WORK TO BE COMPLETED >> Repeat all of the data exactly. Leave nothing out.

(Saved entries)
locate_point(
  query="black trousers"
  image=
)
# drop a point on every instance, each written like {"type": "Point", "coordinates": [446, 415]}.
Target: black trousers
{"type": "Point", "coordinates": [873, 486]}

YOUR SOLUTION >>
locate_point(
  query="black trousers"
  image=
)
# drop a point on every instance, each written like {"type": "Point", "coordinates": [446, 415]}.
Target: black trousers
{"type": "Point", "coordinates": [873, 486]}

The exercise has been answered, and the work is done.